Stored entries
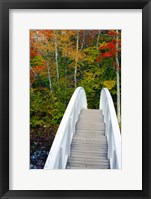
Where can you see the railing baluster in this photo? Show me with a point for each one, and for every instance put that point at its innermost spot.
(112, 129)
(60, 149)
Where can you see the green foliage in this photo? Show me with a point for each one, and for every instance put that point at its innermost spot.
(47, 106)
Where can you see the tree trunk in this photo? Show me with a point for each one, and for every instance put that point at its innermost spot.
(49, 78)
(56, 56)
(76, 61)
(118, 81)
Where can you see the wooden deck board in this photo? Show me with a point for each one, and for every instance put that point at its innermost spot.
(89, 145)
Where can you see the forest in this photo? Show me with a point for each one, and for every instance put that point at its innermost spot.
(60, 61)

_WORK TO COMPLETE:_
Omit the pictures, then output the rest of the listing exactly.

_FINAL RESULT:_
Where can you see the railing baluster in this photo? Show me with a point for each one, and for every instance put that point at its innermost spot.
(112, 129)
(60, 149)
Where can you see the green foliage in this photo? Show me with a point for each one, and for every instance put that point at its innermost spot.
(47, 106)
Where can you see the tree trunk in this photo? Show me with a point for each one, and for every instance put that point at its innermost spot.
(49, 78)
(56, 56)
(76, 61)
(118, 81)
Where can you see the wooden deck board in this photo? Show me with a point for each one, and for every instance put that point at its innermost spot.
(89, 145)
Where can you see the forest in this photo? Show me with a point for each one, and for every instance put that point at its innermost spot.
(60, 61)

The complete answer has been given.